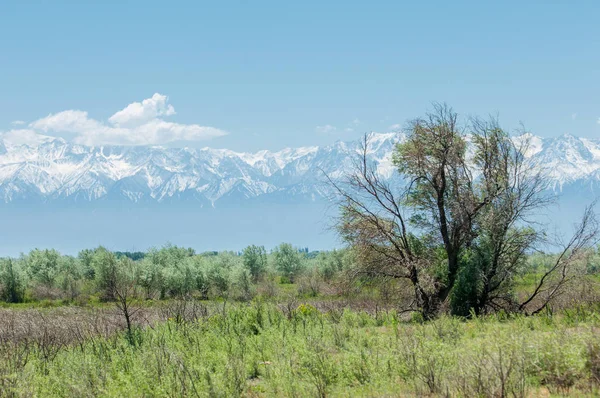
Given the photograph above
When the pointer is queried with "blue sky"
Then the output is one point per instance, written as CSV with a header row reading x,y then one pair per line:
x,y
274,74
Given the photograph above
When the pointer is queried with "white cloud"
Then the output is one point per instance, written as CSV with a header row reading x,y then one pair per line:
x,y
29,137
328,128
139,123
138,113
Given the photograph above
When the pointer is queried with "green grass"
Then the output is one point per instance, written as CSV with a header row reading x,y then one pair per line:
x,y
256,350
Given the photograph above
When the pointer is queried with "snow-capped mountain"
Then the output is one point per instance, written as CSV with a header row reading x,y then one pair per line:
x,y
53,170
65,196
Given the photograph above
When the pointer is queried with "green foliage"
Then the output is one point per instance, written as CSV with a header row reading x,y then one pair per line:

§ **What is needed**
Your answer should be one number: how many lines in the material hold the string "pointer".

§ **Result of this exercise**
5